(Entries from a point annotation set)
[Begin]

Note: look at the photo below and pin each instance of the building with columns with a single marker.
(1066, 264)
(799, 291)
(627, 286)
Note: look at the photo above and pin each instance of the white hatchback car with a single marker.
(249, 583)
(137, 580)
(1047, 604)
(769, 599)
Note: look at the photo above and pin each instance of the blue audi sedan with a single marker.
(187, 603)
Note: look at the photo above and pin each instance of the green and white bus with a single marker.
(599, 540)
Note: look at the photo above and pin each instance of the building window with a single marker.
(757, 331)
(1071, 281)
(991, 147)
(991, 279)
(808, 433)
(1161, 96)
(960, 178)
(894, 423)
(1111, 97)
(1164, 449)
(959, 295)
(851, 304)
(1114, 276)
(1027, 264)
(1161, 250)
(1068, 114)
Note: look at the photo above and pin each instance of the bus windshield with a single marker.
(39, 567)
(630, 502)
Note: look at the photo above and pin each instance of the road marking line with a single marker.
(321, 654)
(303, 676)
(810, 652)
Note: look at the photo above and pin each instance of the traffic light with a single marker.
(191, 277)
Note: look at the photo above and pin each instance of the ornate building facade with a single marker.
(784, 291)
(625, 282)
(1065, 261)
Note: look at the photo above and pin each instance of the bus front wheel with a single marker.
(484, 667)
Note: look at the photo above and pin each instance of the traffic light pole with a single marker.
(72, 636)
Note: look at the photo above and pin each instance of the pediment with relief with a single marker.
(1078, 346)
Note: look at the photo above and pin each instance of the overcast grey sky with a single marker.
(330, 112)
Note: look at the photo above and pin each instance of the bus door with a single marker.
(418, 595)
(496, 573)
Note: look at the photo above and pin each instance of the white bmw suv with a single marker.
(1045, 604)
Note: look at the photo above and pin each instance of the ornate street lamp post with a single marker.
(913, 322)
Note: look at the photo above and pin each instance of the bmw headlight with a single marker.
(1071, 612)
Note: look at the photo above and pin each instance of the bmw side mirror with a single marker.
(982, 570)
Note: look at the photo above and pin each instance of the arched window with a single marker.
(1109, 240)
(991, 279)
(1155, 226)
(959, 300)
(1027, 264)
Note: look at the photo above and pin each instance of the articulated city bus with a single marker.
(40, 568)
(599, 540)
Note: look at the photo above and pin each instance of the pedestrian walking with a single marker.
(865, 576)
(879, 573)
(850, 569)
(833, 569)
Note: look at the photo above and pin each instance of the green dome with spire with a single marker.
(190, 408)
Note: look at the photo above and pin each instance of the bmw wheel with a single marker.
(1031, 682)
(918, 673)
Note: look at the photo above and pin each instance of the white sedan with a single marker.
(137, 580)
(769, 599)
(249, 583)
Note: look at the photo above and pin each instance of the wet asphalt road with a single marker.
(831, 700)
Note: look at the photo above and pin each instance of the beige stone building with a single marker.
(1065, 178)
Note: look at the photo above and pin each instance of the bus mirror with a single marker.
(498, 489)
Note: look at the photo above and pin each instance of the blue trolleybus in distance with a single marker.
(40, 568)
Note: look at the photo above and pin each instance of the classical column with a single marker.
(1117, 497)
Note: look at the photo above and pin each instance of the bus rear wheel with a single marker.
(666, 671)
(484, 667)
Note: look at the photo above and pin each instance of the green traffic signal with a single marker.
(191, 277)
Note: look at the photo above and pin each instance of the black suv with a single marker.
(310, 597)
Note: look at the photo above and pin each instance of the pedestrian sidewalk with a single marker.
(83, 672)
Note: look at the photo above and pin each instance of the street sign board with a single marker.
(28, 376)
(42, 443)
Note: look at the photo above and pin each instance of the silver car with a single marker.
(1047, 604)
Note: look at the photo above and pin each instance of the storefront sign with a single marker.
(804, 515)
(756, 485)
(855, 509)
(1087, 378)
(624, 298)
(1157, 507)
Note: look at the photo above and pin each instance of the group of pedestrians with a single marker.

[End]

## Your task
Resize the data from the line containing "silver car with a single marker." through the end of the data, both ends included. Reproduce every line, changing only the coordinates in the answers: multiply each by 0.35 and round to whole numbers, with halves rounded up.

## Result of this exercise
Note: look at the photo above and pin each instance of the silver car with a single marker.
(366, 211)
Note: look at the photo above and pin each instance of the storefront sign with a single marker.
(281, 180)
(265, 170)
(299, 178)
(380, 132)
(218, 104)
(405, 177)
Note: look at the photo above and pin each instance of the group of pedestrians with a single marker.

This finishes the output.